Exercise goal: Reproduce all of the data below, swapping each "draw" for "trace" and keeping everything else the same; leave the pictures out.

Provided data:
_ _ _ _ _
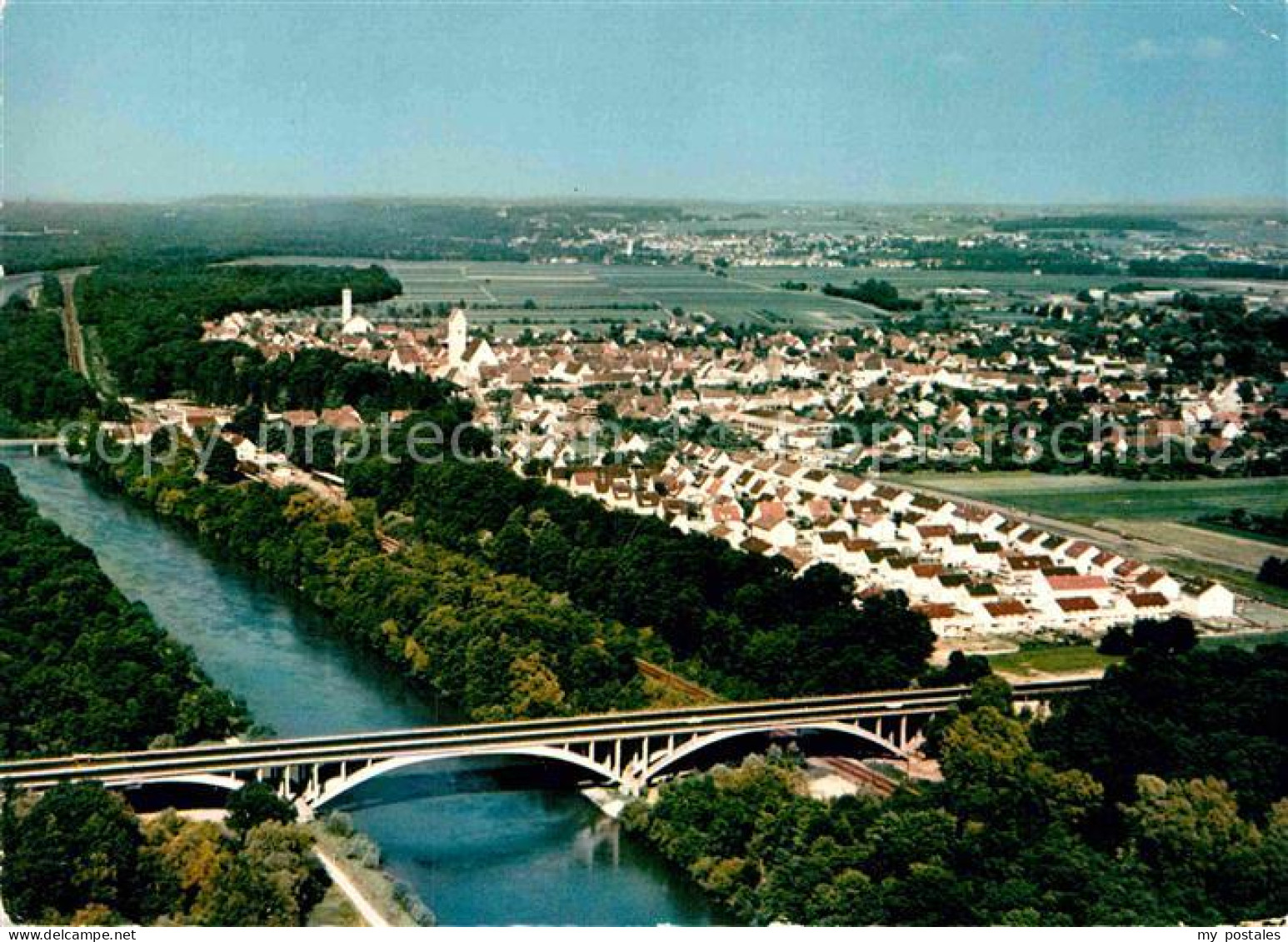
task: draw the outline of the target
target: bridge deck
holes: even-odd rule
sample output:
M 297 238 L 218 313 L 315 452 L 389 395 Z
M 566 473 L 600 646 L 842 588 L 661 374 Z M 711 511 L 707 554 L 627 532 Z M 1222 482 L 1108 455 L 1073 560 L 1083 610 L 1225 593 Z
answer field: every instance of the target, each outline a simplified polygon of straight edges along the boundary
M 1014 687 L 1018 701 L 1048 700 L 1088 688 L 1090 679 L 1038 681 Z M 304 739 L 225 743 L 149 752 L 81 754 L 0 763 L 0 782 L 48 788 L 77 779 L 147 780 L 180 773 L 227 773 L 407 754 L 492 754 L 571 748 L 622 739 L 756 732 L 923 717 L 958 703 L 966 687 L 880 691 L 837 696 L 715 704 L 668 710 L 554 719 L 357 732 Z

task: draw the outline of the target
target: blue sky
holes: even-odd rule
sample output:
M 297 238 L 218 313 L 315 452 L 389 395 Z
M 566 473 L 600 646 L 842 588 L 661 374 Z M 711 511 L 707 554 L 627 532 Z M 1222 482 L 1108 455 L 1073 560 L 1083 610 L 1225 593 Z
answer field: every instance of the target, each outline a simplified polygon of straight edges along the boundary
M 4 197 L 1283 201 L 1238 9 L 10 0 Z

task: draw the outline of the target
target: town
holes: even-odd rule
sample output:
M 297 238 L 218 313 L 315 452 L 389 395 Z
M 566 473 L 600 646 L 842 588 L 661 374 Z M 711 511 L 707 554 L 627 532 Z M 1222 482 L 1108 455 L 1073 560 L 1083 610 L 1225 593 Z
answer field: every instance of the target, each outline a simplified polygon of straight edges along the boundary
M 1149 311 L 1175 300 L 1151 291 L 1108 302 L 1128 310 L 1122 329 L 1139 337 Z M 1050 297 L 1046 317 L 1032 323 L 966 319 L 935 333 L 869 326 L 735 337 L 670 318 L 607 338 L 507 338 L 471 336 L 462 309 L 424 327 L 381 320 L 355 311 L 345 291 L 339 317 L 234 313 L 207 323 L 205 338 L 252 345 L 268 359 L 330 349 L 451 381 L 520 474 L 796 570 L 833 564 L 864 592 L 904 592 L 945 640 L 1096 637 L 1170 614 L 1229 628 L 1235 596 L 1217 582 L 1173 577 L 1087 538 L 877 476 L 918 462 L 988 467 L 994 449 L 1032 465 L 1052 441 L 1025 420 L 1070 399 L 1082 407 L 1073 425 L 1096 430 L 1066 445 L 1078 449 L 1066 458 L 1078 467 L 1128 453 L 1148 465 L 1171 449 L 1235 468 L 1278 458 L 1288 420 L 1276 399 L 1283 376 L 1185 382 L 1148 341 L 1110 335 L 1114 353 L 1075 345 L 1068 324 L 1105 302 L 1104 292 Z M 193 420 L 219 414 L 232 413 L 178 408 L 161 417 L 191 431 Z M 279 418 L 340 435 L 365 426 L 352 407 Z M 276 466 L 281 481 L 309 479 L 287 470 L 285 456 L 232 438 L 249 466 Z M 336 471 L 319 474 L 335 484 Z

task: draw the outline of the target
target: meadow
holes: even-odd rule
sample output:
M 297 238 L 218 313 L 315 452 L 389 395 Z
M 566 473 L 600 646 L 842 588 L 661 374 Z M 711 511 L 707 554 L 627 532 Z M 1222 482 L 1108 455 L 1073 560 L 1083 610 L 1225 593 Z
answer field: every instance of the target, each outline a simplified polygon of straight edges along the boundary
M 394 306 L 465 301 L 479 323 L 589 327 L 649 320 L 662 310 L 706 313 L 724 324 L 837 329 L 869 323 L 875 309 L 751 282 L 742 270 L 721 278 L 693 266 L 536 265 L 524 263 L 397 261 L 339 257 L 259 257 L 246 264 L 383 265 L 403 284 Z M 786 275 L 778 281 L 786 281 Z M 528 302 L 535 308 L 526 306 Z
M 1074 522 L 1101 520 L 1189 522 L 1204 513 L 1243 507 L 1253 513 L 1288 510 L 1288 479 L 1128 481 L 1100 475 L 1037 475 L 1025 471 L 912 475 L 909 484 L 994 501 Z

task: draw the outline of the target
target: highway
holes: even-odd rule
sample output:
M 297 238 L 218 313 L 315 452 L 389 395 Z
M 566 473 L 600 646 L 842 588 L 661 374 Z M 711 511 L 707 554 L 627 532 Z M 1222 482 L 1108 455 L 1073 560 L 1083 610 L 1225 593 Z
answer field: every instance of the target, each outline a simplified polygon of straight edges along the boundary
_ _ _ _ _
Solution for this exercise:
task: trace the outline of the target
target: bridge deck
holes: even-odd rule
sample output:
M 297 238 L 218 313 L 315 452 L 389 395 Z
M 566 473 L 600 646 L 842 588 L 661 374 Z M 711 511 L 707 554 L 627 532 Z M 1222 482 L 1108 455 L 1073 560 L 1083 610 L 1225 593 Z
answer field: every instance of the target, each outline a simplified polygon of straight edges along the boundary
M 1014 687 L 1018 701 L 1048 700 L 1088 688 L 1090 679 L 1038 681 Z M 304 739 L 225 743 L 149 752 L 81 754 L 0 763 L 0 782 L 48 788 L 77 779 L 147 780 L 180 773 L 227 773 L 407 754 L 492 754 L 571 748 L 622 739 L 756 732 L 923 717 L 958 703 L 966 687 L 880 691 L 837 696 L 715 704 L 668 710 L 554 719 L 357 732 Z

task: trace the outline of the target
target: blue sky
holes: even-odd rule
sample output:
M 297 238 L 218 313 L 315 452 L 389 395 Z
M 566 473 L 600 646 L 842 588 L 661 374 Z M 711 511 L 707 554 L 627 532 Z M 1222 482 L 1108 455 L 1073 560 L 1083 610 L 1225 593 Z
answer field: every instance of the target, each outline a simplified polygon of straight edges along the boundary
M 4 197 L 1283 201 L 1238 9 L 10 0 Z

task: trace the outline of the target
target: town
holes: even-odd rule
sample output:
M 297 238 L 218 313 L 315 452 L 389 395 Z
M 566 473 L 600 646 L 842 588 L 661 374 Z M 711 511 L 707 554 L 627 532 Z M 1222 482 L 1108 455 L 1073 560 L 1083 610 L 1225 593 Z
answer field: every instance of the target, each outline a simplified polygon of straight edges along the boundary
M 1149 311 L 1175 300 L 1151 291 L 1108 302 L 1128 310 L 1122 329 L 1139 337 Z M 1050 297 L 1046 317 L 1032 323 L 966 319 L 935 333 L 869 326 L 735 337 L 670 318 L 607 338 L 507 338 L 471 336 L 462 309 L 424 327 L 381 320 L 355 311 L 345 291 L 339 317 L 234 313 L 207 323 L 205 338 L 252 345 L 268 359 L 330 349 L 451 381 L 520 474 L 796 570 L 833 564 L 864 592 L 904 592 L 945 640 L 1096 637 L 1170 614 L 1229 628 L 1235 596 L 1217 582 L 1173 577 L 1087 538 L 877 476 L 918 462 L 988 467 L 994 449 L 1032 465 L 1052 441 L 1025 420 L 1070 399 L 1082 407 L 1073 425 L 1096 430 L 1066 445 L 1078 449 L 1066 458 L 1078 467 L 1128 453 L 1148 465 L 1171 449 L 1235 468 L 1278 458 L 1288 420 L 1276 399 L 1283 376 L 1185 382 L 1148 341 L 1110 335 L 1114 353 L 1075 345 L 1068 324 L 1105 302 L 1104 292 Z M 193 420 L 219 414 L 232 413 L 178 408 L 161 417 L 191 431 Z M 279 418 L 340 435 L 365 426 L 352 407 Z M 276 466 L 281 481 L 309 479 L 287 470 L 285 456 L 232 438 L 249 466 Z M 336 471 L 319 474 L 335 484 Z

task: trace the outline of the target
target: meadow
holes: even-odd rule
sample output:
M 297 238 L 218 313 L 315 452 L 389 395 Z
M 566 473 L 600 646 L 842 588 L 661 374 Z M 711 511 L 707 554 L 627 532 Z M 1222 482 L 1108 455 L 1073 560 L 1083 610 L 1225 593 Z
answer field: every instance of the target, each outline a simplified polygon of straight edges along the boundary
M 394 306 L 465 301 L 479 323 L 589 327 L 649 320 L 662 310 L 706 313 L 724 324 L 837 329 L 869 323 L 875 309 L 751 282 L 742 270 L 721 278 L 693 266 L 536 265 L 524 263 L 397 261 L 339 257 L 259 257 L 246 264 L 383 265 L 403 284 Z M 786 275 L 778 281 L 786 281 Z M 528 302 L 535 308 L 526 306 Z
M 1074 522 L 1101 520 L 1189 522 L 1204 513 L 1243 507 L 1253 513 L 1288 510 L 1288 479 L 1128 481 L 1100 475 L 1037 475 L 1025 471 L 912 475 L 909 484 L 994 501 Z

task: trace the outline of the target
target: highway
holes: even-odd rule
sample output:
M 297 238 L 218 313 L 315 452 L 389 395 Z
M 566 473 L 600 646 L 842 588 L 661 374 Z M 711 511 L 707 554 L 627 532 Z M 1222 482 L 1108 455 L 1073 560 L 1083 610 L 1225 593 Z
answer field: every instance of the target, each outline a simplified polygon of straight edges along the boundary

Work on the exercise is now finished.